→ **STORED DATA**:
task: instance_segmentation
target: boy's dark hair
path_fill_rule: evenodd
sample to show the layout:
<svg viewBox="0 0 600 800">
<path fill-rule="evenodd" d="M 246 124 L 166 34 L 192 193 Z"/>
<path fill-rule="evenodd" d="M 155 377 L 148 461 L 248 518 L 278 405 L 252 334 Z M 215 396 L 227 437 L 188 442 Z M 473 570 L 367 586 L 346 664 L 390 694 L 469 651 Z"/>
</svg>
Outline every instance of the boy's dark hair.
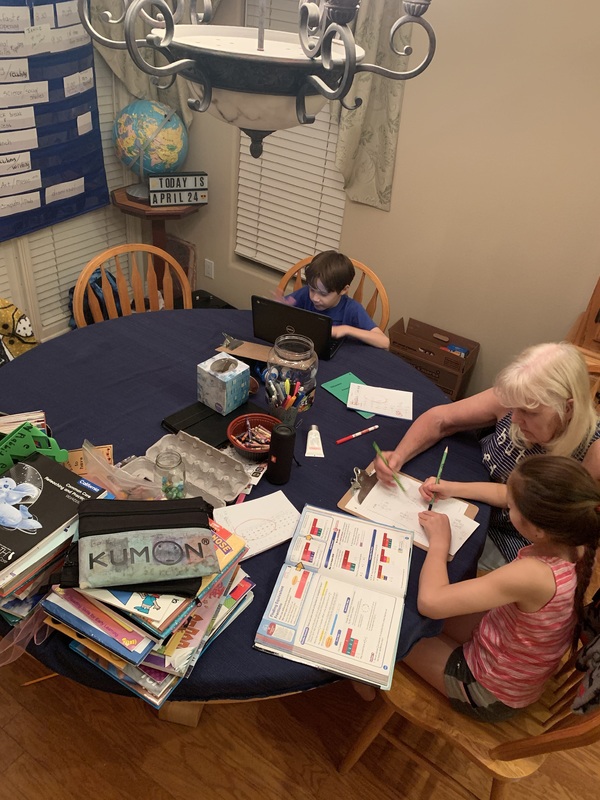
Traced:
<svg viewBox="0 0 600 800">
<path fill-rule="evenodd" d="M 306 282 L 313 288 L 321 281 L 328 292 L 342 292 L 354 280 L 354 264 L 337 250 L 317 253 L 305 268 Z"/>
</svg>

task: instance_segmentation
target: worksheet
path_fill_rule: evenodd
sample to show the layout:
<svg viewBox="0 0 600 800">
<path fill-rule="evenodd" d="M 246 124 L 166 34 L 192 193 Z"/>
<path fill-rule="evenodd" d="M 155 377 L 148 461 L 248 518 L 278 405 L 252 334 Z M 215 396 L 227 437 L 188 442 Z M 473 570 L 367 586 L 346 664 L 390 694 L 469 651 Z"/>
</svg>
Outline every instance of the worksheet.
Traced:
<svg viewBox="0 0 600 800">
<path fill-rule="evenodd" d="M 377 481 L 369 491 L 362 503 L 358 502 L 358 492 L 346 503 L 345 508 L 359 517 L 371 519 L 374 522 L 395 525 L 398 528 L 407 528 L 414 531 L 414 543 L 427 547 L 427 537 L 419 523 L 419 512 L 427 509 L 428 503 L 419 494 L 421 481 L 410 478 L 408 475 L 398 476 L 404 487 L 404 492 L 399 486 L 386 486 Z M 479 527 L 479 523 L 465 516 L 468 504 L 464 500 L 448 498 L 436 500 L 433 510 L 440 514 L 447 514 L 452 529 L 452 542 L 450 555 L 453 556 L 462 547 L 469 536 Z"/>
<path fill-rule="evenodd" d="M 370 411 L 384 417 L 413 418 L 412 392 L 403 392 L 400 389 L 382 389 L 379 386 L 351 383 L 346 405 L 355 411 Z"/>
<path fill-rule="evenodd" d="M 291 539 L 300 513 L 279 490 L 256 500 L 215 508 L 213 517 L 244 539 L 249 548 L 245 560 Z"/>
</svg>

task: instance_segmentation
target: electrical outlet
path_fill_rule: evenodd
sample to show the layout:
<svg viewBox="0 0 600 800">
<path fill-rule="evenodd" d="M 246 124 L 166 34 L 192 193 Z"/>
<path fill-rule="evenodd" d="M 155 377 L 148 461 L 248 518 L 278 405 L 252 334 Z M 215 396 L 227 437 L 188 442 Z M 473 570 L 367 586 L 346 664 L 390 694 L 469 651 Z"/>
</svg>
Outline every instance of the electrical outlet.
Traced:
<svg viewBox="0 0 600 800">
<path fill-rule="evenodd" d="M 204 275 L 207 278 L 215 277 L 215 262 L 209 258 L 204 259 Z"/>
</svg>

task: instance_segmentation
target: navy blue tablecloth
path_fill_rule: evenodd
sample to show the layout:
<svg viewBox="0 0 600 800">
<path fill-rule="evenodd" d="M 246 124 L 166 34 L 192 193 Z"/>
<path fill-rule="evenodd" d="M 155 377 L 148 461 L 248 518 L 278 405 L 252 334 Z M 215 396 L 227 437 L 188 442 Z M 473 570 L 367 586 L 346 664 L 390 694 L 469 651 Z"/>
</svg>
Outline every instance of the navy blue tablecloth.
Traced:
<svg viewBox="0 0 600 800">
<path fill-rule="evenodd" d="M 0 369 L 0 410 L 17 413 L 43 409 L 61 447 L 112 443 L 116 460 L 143 455 L 165 431 L 161 420 L 196 400 L 196 365 L 214 355 L 222 332 L 252 340 L 250 313 L 237 310 L 192 309 L 125 317 L 72 331 L 45 342 Z M 399 357 L 348 340 L 331 361 L 320 361 L 318 383 L 352 371 L 366 384 L 413 392 L 414 416 L 449 402 L 427 378 Z M 257 402 L 264 404 L 259 393 Z M 298 428 L 296 457 L 290 481 L 281 487 L 298 510 L 305 503 L 334 509 L 350 486 L 353 467 L 373 458 L 372 442 L 392 449 L 409 423 L 378 416 L 376 434 L 342 445 L 335 440 L 367 427 L 325 390 L 317 388 L 315 404 Z M 305 458 L 306 433 L 319 426 L 324 459 Z M 449 480 L 483 481 L 479 444 L 472 434 L 443 440 L 414 458 L 405 471 L 424 479 L 435 474 L 446 444 L 444 468 Z M 278 489 L 264 479 L 253 490 L 260 497 Z M 489 508 L 480 508 L 481 523 L 449 564 L 452 581 L 472 577 L 487 529 Z M 280 545 L 244 562 L 256 582 L 254 602 L 202 655 L 192 675 L 183 680 L 172 700 L 266 697 L 312 688 L 335 680 L 330 673 L 277 658 L 253 648 L 254 635 L 284 561 Z M 421 617 L 416 609 L 418 575 L 424 551 L 413 552 L 411 578 L 398 657 L 420 638 L 439 632 L 441 623 Z M 0 627 L 6 632 L 7 626 Z M 104 691 L 122 692 L 113 679 L 74 655 L 66 637 L 54 633 L 30 652 L 50 669 Z"/>
</svg>

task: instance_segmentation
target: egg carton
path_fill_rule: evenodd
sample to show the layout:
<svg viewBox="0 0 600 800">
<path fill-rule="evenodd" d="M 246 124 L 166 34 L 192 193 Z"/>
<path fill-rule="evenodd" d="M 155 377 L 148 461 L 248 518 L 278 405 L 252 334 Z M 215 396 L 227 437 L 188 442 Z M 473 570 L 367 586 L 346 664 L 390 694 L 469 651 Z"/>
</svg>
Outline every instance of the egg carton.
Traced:
<svg viewBox="0 0 600 800">
<path fill-rule="evenodd" d="M 123 469 L 154 480 L 154 462 L 164 450 L 177 450 L 181 454 L 187 497 L 202 497 L 215 508 L 222 508 L 235 500 L 248 484 L 239 461 L 184 431 L 163 436 L 146 450 L 145 456 L 133 459 Z"/>
</svg>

→ **WHAT IS EXPECTED**: Go over the listing above and copy out each line that includes "navy".

→ **RESULT**:
target: navy blue tablecloth
Outline every instance of the navy blue tablecloth.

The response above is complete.